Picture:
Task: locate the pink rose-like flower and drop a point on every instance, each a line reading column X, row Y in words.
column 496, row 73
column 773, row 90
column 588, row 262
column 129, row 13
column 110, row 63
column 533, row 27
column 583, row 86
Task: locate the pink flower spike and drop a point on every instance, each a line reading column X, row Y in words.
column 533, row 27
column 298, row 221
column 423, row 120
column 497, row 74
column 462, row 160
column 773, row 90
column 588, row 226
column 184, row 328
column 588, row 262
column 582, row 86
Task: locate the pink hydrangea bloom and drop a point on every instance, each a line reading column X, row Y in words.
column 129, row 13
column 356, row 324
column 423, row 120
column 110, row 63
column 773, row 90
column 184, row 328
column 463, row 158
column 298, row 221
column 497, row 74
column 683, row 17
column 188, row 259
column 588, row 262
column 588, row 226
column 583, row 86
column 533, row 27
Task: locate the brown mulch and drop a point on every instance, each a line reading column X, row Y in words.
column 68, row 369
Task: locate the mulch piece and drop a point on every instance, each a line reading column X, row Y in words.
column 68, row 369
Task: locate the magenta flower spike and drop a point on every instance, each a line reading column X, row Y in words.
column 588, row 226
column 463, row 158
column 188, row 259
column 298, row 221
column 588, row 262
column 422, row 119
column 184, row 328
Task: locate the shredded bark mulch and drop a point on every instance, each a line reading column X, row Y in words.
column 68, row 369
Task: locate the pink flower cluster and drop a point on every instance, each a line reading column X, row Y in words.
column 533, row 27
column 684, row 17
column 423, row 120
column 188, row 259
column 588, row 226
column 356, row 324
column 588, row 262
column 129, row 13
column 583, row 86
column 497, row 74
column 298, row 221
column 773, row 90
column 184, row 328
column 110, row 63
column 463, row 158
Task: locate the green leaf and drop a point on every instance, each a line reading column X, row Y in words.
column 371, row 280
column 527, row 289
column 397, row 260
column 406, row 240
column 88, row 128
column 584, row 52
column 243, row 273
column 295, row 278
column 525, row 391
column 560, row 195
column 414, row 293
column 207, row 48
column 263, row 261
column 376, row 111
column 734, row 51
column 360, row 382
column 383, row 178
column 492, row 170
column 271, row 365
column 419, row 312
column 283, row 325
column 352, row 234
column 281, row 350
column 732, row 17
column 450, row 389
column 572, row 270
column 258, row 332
+ + + +
WHAT THE EXERCISE ASKS — Output an exact copy of each record.

EXPECTED OUTPUT —
Picture:
Task: locate the pink rose-like flower and drop a point on every instance, each a line reading column X, row Y in words.
column 496, row 73
column 773, row 90
column 588, row 262
column 129, row 13
column 110, row 63
column 533, row 27
column 583, row 86
Task: locate the pink flower spike and drop a point on every instance, each a line reading column X, row Y in words.
column 533, row 27
column 298, row 221
column 423, row 120
column 497, row 74
column 462, row 160
column 773, row 90
column 588, row 226
column 184, row 328
column 588, row 262
column 582, row 86
Task: locate the pink hydrangea bloom and drop a point on every instance, each a line reading column X, row Y in words.
column 129, row 13
column 356, row 324
column 423, row 120
column 110, row 63
column 773, row 90
column 184, row 328
column 463, row 158
column 298, row 221
column 497, row 74
column 683, row 17
column 188, row 259
column 588, row 262
column 588, row 226
column 583, row 86
column 533, row 27
Task: locate the brown mulch and drop a point on every instance, each a line reading column X, row Y in words.
column 68, row 369
Task: locate the mulch piece and drop a point on every instance, each a line reading column X, row Y in words.
column 68, row 369
Task: locate the magenta flower spike and drop a point on every instance, each a line reading column X, row Y in words.
column 588, row 226
column 463, row 158
column 188, row 259
column 298, row 221
column 588, row 262
column 422, row 119
column 184, row 328
Task: locate the shredded bark mulch and drop a point on every instance, each a line reading column X, row Y in words.
column 68, row 369
Task: locate the pink flower cluster and drop a point on every instance, each a line reading column X, row Y in words.
column 533, row 27
column 684, row 17
column 423, row 120
column 188, row 259
column 588, row 226
column 356, row 324
column 588, row 262
column 129, row 13
column 583, row 86
column 497, row 74
column 298, row 221
column 773, row 90
column 184, row 328
column 110, row 63
column 463, row 158
Task: locate the green leaf and drop a point on every instance, each a line reading column X, row Y in words.
column 371, row 280
column 527, row 289
column 397, row 260
column 406, row 240
column 88, row 128
column 584, row 52
column 243, row 273
column 295, row 278
column 525, row 391
column 560, row 195
column 414, row 293
column 207, row 48
column 263, row 261
column 376, row 111
column 734, row 51
column 360, row 382
column 383, row 178
column 492, row 170
column 271, row 365
column 419, row 312
column 283, row 325
column 352, row 234
column 281, row 350
column 732, row 17
column 450, row 389
column 572, row 270
column 258, row 332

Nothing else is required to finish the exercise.